CRIANZAS, VINCULOS Y DERIVAS: CRISTINA (2022), DE HANS DIETER FRESEN - ARTICULO
Luego de su paso por el Festival internacional de Cine de Cartagena,
Cristina llega a la Cinemateca del Museo la Tertulia y pude asistir a su
estreno el pasado 15 de julio.
Levanta el ánimo cuando llega un estreno de ficción a tan querido santuario
cinéfilo, que, admitámoslo, aun lucha por sostenerse ante la marginación
gubernamental e inclusive al desconocimiento del público por las inequidades en
la distribución y exhibición del cine nacional, a pesar de cumplirse veinte
años de la ley de cine.
Después de la proyección del largometraje dirigido por Hans Dieter Fresen,
co-escrito y protagonizado por Rossana Montoya, hubo un conversatorio con ambos
y moderado por la también realizadora Laura Hincapié, creadora de ese gran
documental y dialogo generacional llamado Utopía. No es aleatorio, pues
ambas películas, Cristina siendo “ficción” o argumental, ahondan en la
intimidad de sus protagonistas para intentar captar la inherente complejidad en
la espontaneidad de lo humano.
Esto no es una crónica, sino una manera de iniciar un análisis de la obra. Quizá
tome algo de lo dicho en el conversatorio para complementar, y si no, pues lo
que surja será suficiente para recordar la importancia de ver y conocer, a
consciencia, las posibles bifurcaciones en nuestro cine.
La película trata del transcurrir vital de Cristina, quien aspira a ser
bailarina y hacer danza contemporánea, también es madre e inmersa en una
relación intermitente con el padre de su adorado hijo pequeño, reanudándose quizá
por costumbre o evasión. Anhela a su vez esa libertad implícita de su edad,
unos 20 años o más, al convivir en fiestas, viajar a otras partes gracias a los
recursos de unos padres ausentes, que solo le envían dinero como análogo a
“prestarle atención y afecto”, o teniendo breves encuentros sexuales. Aun así, procura
ser una madre presente, amorosa y responsable, además de estudiar hasta
adquirir el rigor de la artista que desea ser. Busca el difícil balance propio,
pues, aunque desee saltar etapas, es inevitable que sucedan ciertos
acontecimientos que la estremezcan, abriendo no solo los ojos, sino el alma.
La cámara sigue, casi invisible y levitante, a una mujer en soledad con
cierto temor inconsciente a la incertidumbre y debatiéndose entre sus deseos
físicos, los anhelos profesionales y la maternidad al criar a su hijo con genuino
afecto. En la lente hay una mirada nada idealizada y sin juicio a un ser que
duda, se equivoca, acierta, a veces fastidiada de su rol maternal por el
cansancio, o reclamando al padre ausente la falta de atención, no solo a la
pareja, pero con la voluntad de entregarse a su hijo con ahincó y ser
responsable de su carrera, ateniéndose a las consecuencias de sus decisiones. Tan
humana con sus virtudes y errores en un metraje oscilante entre la certeza y la
paradoja, repitiendo su paso por los escollos en un primer momento, sin
embargo, deja de rechazarlos, medita recordando también sus logros, los
comprende y deja pasar, continuando el proceso, es decir, la vida.

- - - - - - -

TAREAS POR REALIZAR:
a. Según la reseña sobre Cristina, ¿qué día se estrenó la película en la Cinemateca del Museo la Tertulia?
b. Prolonga la reseña sobre Cristina a partir de su última oración.
Las líneas siguientes provienen de una fuente distinta.

(Elementos de identificación de ubicación)
- - - - - - -

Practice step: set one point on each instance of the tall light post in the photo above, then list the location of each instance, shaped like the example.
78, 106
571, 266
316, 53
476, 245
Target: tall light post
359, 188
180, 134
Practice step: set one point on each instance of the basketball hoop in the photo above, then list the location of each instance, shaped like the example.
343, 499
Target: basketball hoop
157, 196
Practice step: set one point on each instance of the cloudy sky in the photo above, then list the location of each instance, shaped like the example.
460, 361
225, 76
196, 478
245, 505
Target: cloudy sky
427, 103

- - - - - - -

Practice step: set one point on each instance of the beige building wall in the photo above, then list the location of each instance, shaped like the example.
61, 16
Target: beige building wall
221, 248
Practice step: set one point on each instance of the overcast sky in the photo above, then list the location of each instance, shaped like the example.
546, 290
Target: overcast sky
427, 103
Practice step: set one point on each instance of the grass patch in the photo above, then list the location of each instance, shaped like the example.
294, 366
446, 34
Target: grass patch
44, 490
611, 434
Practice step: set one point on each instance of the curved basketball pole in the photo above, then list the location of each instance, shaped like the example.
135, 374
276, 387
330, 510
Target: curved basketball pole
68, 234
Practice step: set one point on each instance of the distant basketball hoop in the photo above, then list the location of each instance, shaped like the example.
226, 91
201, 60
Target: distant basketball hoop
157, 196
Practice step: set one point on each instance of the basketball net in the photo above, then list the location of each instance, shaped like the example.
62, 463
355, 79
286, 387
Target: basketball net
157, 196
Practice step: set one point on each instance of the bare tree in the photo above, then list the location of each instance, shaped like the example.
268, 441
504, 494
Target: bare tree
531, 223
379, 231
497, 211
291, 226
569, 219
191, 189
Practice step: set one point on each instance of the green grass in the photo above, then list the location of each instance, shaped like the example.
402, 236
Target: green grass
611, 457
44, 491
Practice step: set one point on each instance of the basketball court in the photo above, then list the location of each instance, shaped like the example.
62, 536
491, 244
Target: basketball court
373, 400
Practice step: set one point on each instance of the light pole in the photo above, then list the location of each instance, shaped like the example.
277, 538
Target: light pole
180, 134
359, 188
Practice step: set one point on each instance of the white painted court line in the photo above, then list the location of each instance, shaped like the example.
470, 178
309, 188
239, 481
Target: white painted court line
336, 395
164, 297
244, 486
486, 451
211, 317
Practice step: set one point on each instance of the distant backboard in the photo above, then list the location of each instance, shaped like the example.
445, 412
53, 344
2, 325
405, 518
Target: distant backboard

- - - - - - -

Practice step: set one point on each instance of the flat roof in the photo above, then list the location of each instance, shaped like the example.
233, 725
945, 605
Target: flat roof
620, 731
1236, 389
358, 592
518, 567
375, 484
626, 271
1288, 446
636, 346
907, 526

- - - - - - -

RESPUESTAS A CONTINUACIÓN:
a. El 15 de julio.

b.
Según su director tomó siete años realizar una película realmente personal,
pues tanto él como su actriz crecieron durante la creación, al menos eso
transmiten. Rosanna también fue madre y estuvo en una similar deriva
existencial a la de su protagonista, a su vez, basándose en su relación
afectiva con Hans. Un ejercicio de auto-ficcion que luego de la catarsis
plasmada, ambos autores nos invitan a que los acompañemos y mediante lo
filmado, nos reconozcamos en sus hallazgos, sentimientos y pensamientos. Comprendiendo
a los seres en pantalla, y luego, mirarnos mejor. Para tal objetivo, plantea un
inteligente acercamiento casi documental, capturando verdades en su ficción con
mayor sensibilidad, naturalidad y verosimilitud que en otros presuntos
registros fílmicos documentales de la “realidad”. Podría ser acertado decir que
recrea el proceder humano, más allá de dramatizarlo.
Al principio había un guion establecido con unos diálogos concretos, no
obstante, y suele pasar, emergieron cambios durante el rodaje y la
posproducción, culminando en un relato que se mueve al ritmo de las pulsaciones
de sus seres y fluye con las interacciones, acercamientos y conexiones de
Cristina con su hijo o sus parejas, olvidando la actuación al observar personas
en cuadro a la manera de John Cassavetes -referente nombrado por el director- e
incluso del siempre confiable en mi filmoteca mental, Hirokazu Koreeda.
A causa de lo anterior, el progreso de Cristina se percibe orgánico entre
vaivenes y momentos determinantes que trastocan a alguien que al inicio
intentaba buscar la aprobación de otros, en concreto la masculina, e influyendo
aquello en su labor creativa y maternal, sintiéndose perdida y evadiendo tal
realidad interna como parte de su cotidianidad. Pero, más adelante, un suceso
clave relacionado con su hijo será un despertar, expresando a consciencia lo
que siente en una contemplación profunda hacia el alivio. No hay una solución
repentina, aunque hay determinación en ella para por fin buscar ser, junto a su
pequeño, sin depender de nadie más y en un camino alejado de los condicionantes
narrativos convencionales, donde los conflictos y serenidades acontecen en sus
respectivos tiempos. Cristina se reconoce, acepta su condición y eso no es
bueno o malo, es el acontecer humano imperfecto, falible, a la vez completo y
virtuoso, cuya efervescencia es diáfana por el minimalismo de su lenguaje; un
descanso ante el automatismo en los estrenos de las salas multiplex.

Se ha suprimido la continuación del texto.